EXERCISE: Copy every one of the following items line for line, changing no character.
------ INFORMATION SUPPLIED
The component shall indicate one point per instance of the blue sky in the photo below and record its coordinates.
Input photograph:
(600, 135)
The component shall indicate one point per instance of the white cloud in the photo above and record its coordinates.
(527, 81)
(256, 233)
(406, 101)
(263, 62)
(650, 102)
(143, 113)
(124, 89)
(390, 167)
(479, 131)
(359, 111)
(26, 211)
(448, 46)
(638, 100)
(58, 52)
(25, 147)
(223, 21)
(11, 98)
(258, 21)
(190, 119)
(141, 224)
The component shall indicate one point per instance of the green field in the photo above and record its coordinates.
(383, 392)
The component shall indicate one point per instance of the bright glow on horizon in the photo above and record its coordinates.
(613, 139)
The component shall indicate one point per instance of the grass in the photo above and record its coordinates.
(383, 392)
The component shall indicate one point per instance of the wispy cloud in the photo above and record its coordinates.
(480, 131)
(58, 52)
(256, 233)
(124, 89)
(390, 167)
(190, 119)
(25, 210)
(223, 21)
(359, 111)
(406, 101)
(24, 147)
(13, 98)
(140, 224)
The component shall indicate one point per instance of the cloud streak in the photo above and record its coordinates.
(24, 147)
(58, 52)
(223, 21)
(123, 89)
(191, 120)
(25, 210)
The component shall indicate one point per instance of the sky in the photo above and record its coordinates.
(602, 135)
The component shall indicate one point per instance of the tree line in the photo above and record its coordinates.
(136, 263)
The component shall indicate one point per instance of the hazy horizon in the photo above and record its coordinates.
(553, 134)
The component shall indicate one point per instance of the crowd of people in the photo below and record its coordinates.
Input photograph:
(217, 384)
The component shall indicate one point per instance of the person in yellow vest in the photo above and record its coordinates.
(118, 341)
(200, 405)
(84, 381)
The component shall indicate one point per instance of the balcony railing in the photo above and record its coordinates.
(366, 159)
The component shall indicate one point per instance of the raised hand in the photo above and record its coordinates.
------------
ANSWER FOR THIS EXERCISE:
The component shall indicate one point per instance of the blue sky in the photo below and record its coordinates.
Input photograph:
(600, 135)
The component shall indicate one point per instance of the white cloud in the photo above and record its coordinates.
(527, 81)
(256, 233)
(406, 101)
(263, 62)
(650, 102)
(143, 113)
(124, 89)
(390, 167)
(479, 131)
(359, 111)
(26, 211)
(448, 46)
(638, 100)
(58, 52)
(25, 147)
(223, 21)
(11, 98)
(258, 21)
(190, 119)
(141, 224)
The component shall indicate one point per instance of the green field in the photo above and record its coordinates.
(383, 392)
The component shall indicate one point per instance of the bright glow on horizon in the photo above and record its coordinates.
(613, 139)
The component shall indicate one point per instance of the grass in the photo above and record its coordinates.
(383, 392)
The component shall indicate one point per instance of the wispy cloud in the photo above and record its coordinates.
(480, 131)
(58, 52)
(256, 233)
(124, 89)
(390, 167)
(190, 119)
(25, 210)
(223, 21)
(359, 111)
(406, 101)
(24, 147)
(13, 98)
(140, 224)
The component shall indicate one point per instance of the cloud streak in the photo above and record its coordinates.
(24, 147)
(58, 52)
(223, 21)
(123, 89)
(191, 120)
(25, 210)
The component shall indicate one point per instance of the sky in the photo above and record its coordinates.
(602, 135)
The component shall indicate one point per instance of the tree line in the photo above and record its coordinates.
(136, 263)
The component shall indicate one point per instance of the hazy horizon in the photo above and record its coordinates.
(553, 134)
The component shall indicate one point per instance of the crowd of people in the photo below and record its coordinates.
Input photograph:
(217, 384)
The component shall indicate one point per instance of the person in yellow vest in the photo above and record its coordinates.
(118, 341)
(200, 405)
(84, 381)
The component shall indicate one point per instance of the balcony railing in the photo above and record its coordinates.
(366, 159)
The component shall indicate one point per instance of the raised hand in the photo above and record its coordinates.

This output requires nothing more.